(PROMPT):
Repeat nothing but the lines below running from the one containing "Target: rusty metal shovel" to the one containing "Tag every instance of the green leaf". Keep both end lines.

(EXCERPTED DATA):
* * *
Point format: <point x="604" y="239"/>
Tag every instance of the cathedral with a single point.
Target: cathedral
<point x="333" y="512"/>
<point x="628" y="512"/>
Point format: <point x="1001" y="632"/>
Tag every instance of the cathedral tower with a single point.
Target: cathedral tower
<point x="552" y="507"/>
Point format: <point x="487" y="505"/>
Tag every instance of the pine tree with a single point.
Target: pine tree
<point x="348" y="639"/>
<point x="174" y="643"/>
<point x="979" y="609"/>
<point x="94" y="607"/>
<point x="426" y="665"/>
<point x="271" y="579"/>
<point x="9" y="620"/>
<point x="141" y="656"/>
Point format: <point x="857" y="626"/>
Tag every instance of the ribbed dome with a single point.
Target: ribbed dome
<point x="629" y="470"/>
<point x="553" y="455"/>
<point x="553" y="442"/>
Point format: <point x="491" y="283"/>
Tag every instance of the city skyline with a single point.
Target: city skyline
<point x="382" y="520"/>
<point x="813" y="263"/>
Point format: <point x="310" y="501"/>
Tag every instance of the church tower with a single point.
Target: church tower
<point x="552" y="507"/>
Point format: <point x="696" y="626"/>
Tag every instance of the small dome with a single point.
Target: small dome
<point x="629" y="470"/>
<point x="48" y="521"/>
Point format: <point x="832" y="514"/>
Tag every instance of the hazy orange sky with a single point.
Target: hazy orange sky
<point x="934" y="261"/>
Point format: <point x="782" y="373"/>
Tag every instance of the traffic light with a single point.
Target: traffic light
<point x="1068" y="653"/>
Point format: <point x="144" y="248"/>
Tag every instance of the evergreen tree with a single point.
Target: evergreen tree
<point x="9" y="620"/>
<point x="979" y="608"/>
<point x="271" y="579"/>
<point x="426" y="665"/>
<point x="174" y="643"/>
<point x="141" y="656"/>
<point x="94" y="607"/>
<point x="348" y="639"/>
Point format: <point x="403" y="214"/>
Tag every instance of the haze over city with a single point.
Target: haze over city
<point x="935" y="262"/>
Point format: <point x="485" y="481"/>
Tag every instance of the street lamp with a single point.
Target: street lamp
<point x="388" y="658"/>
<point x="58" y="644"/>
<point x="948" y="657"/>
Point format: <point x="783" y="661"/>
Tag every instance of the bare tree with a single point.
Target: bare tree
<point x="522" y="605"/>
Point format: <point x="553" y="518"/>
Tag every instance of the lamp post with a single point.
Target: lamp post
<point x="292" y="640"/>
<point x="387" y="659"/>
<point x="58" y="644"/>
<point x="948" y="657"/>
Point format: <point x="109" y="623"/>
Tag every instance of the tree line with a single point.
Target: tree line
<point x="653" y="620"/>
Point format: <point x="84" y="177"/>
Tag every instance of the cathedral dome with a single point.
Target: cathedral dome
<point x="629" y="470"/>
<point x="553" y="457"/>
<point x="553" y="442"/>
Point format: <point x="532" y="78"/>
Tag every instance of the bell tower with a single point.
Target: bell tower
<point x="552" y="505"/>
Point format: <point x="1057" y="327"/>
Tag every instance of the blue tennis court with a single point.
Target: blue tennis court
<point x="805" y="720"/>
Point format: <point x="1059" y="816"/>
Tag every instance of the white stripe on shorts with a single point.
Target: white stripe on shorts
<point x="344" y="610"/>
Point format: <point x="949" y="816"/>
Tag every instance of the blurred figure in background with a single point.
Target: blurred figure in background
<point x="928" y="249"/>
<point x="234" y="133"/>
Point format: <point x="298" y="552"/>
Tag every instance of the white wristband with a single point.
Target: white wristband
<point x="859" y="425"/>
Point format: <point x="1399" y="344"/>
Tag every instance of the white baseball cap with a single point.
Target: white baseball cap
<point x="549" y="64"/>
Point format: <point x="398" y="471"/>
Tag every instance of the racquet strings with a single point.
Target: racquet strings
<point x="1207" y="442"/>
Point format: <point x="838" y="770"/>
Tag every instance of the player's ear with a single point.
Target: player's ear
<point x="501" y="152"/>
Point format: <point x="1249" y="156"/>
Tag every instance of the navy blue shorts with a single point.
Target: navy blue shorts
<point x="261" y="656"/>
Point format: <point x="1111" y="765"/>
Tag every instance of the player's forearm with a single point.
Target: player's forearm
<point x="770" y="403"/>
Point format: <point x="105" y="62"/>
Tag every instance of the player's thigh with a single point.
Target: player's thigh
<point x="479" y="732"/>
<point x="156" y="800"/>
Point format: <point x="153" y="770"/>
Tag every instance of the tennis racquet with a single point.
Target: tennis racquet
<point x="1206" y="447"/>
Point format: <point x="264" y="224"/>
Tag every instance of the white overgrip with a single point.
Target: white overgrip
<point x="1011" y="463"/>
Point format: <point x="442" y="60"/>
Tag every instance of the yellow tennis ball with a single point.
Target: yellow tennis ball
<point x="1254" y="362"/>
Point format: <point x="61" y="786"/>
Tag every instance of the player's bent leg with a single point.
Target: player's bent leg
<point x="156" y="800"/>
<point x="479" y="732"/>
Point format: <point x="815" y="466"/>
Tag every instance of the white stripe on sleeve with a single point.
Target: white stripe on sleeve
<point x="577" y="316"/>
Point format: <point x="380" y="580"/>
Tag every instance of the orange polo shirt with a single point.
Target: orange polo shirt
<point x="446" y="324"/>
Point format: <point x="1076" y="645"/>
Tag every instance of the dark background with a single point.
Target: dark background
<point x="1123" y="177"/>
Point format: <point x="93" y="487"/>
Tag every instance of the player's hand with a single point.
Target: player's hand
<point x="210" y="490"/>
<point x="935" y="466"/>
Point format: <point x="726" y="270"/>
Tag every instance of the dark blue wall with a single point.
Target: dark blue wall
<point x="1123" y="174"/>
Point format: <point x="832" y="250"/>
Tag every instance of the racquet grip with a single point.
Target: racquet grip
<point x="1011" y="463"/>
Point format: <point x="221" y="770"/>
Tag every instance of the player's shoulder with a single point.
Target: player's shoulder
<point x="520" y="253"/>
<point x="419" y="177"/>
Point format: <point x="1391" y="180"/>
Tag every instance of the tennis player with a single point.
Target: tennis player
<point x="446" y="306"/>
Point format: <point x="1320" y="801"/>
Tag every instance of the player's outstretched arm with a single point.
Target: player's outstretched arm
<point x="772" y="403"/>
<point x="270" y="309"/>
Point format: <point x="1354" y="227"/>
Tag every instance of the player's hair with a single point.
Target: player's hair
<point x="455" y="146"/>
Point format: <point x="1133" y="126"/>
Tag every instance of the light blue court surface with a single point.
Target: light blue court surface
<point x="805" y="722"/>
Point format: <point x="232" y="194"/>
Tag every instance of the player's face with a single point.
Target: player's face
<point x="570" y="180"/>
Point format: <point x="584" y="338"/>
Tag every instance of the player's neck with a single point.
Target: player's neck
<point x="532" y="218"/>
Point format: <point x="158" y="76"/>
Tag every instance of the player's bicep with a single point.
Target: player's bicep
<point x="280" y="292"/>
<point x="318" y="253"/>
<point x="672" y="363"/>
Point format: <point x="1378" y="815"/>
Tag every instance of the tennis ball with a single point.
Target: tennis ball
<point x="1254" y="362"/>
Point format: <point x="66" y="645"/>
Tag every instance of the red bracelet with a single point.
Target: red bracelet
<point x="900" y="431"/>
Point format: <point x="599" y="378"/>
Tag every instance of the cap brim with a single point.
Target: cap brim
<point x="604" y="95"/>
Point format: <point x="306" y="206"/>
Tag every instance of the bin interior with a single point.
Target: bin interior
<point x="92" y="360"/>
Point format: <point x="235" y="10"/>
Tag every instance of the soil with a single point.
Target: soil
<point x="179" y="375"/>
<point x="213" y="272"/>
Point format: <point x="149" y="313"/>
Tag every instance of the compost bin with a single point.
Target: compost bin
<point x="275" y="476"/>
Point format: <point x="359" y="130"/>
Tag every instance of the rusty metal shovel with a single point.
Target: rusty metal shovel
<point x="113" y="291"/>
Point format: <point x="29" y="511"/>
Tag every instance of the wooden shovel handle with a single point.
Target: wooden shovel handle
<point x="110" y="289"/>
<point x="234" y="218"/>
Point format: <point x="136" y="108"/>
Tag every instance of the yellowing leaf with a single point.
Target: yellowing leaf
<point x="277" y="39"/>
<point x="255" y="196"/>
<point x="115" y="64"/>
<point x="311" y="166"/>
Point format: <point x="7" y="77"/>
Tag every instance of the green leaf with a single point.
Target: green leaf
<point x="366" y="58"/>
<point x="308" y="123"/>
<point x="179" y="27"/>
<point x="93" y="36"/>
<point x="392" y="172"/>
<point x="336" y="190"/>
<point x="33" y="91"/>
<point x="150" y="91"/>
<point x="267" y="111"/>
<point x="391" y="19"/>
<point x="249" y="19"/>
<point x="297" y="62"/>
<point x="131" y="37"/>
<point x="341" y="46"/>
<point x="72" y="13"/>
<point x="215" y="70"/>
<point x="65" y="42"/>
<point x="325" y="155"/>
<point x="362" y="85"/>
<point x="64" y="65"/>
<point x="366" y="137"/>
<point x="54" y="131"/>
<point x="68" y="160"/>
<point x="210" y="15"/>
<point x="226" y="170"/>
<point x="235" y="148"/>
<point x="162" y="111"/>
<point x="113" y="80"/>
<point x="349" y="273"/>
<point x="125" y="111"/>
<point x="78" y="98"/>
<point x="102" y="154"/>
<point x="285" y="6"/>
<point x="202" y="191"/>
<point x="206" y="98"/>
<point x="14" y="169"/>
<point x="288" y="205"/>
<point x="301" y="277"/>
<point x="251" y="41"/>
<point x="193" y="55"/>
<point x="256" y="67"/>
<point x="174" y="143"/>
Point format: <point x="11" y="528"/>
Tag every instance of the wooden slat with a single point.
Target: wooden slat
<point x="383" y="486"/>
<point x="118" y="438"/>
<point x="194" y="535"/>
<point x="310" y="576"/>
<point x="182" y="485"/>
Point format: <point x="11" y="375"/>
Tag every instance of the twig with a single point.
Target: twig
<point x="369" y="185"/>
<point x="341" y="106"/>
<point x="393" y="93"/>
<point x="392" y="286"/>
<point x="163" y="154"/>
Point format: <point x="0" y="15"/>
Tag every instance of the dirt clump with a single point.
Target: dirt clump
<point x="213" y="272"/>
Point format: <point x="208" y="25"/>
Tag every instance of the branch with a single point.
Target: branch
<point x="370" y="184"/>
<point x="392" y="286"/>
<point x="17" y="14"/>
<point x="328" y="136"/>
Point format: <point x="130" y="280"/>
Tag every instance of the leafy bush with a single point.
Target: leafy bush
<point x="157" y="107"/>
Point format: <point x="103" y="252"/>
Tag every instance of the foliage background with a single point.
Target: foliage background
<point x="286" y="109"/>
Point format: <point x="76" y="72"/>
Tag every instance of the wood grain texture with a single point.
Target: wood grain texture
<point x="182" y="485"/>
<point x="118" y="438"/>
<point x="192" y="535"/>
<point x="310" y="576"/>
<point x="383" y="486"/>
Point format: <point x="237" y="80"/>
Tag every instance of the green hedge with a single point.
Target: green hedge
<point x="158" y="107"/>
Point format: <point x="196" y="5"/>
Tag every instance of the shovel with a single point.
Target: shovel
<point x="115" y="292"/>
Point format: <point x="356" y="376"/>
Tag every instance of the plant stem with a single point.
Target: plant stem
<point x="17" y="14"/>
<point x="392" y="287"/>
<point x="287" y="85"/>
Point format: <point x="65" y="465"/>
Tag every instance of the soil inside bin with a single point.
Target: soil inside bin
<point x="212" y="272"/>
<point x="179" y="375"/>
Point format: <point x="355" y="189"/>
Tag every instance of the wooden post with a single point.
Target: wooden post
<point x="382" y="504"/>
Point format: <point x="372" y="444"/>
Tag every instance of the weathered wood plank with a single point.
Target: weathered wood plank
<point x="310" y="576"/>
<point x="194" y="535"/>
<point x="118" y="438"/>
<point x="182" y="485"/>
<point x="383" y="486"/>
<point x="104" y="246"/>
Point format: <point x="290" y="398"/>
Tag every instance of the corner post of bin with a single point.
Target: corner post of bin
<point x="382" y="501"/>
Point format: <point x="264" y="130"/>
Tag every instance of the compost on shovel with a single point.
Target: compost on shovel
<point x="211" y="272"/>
* * *
(OUTPUT OF THE TASK):
Target: rusty metal shovel
<point x="113" y="291"/>
Point format: <point x="29" y="511"/>
Tag every instance of the wooden shovel handle with a single point.
Target: wooden shovel handle
<point x="110" y="289"/>
<point x="234" y="218"/>
Point format: <point x="136" y="108"/>
Tag every instance of the yellowing leaf with a single point.
Target: yellowing leaf
<point x="277" y="39"/>
<point x="255" y="196"/>
<point x="115" y="64"/>
<point x="311" y="166"/>
Point format: <point x="7" y="77"/>
Tag every instance of the green leaf with a single point.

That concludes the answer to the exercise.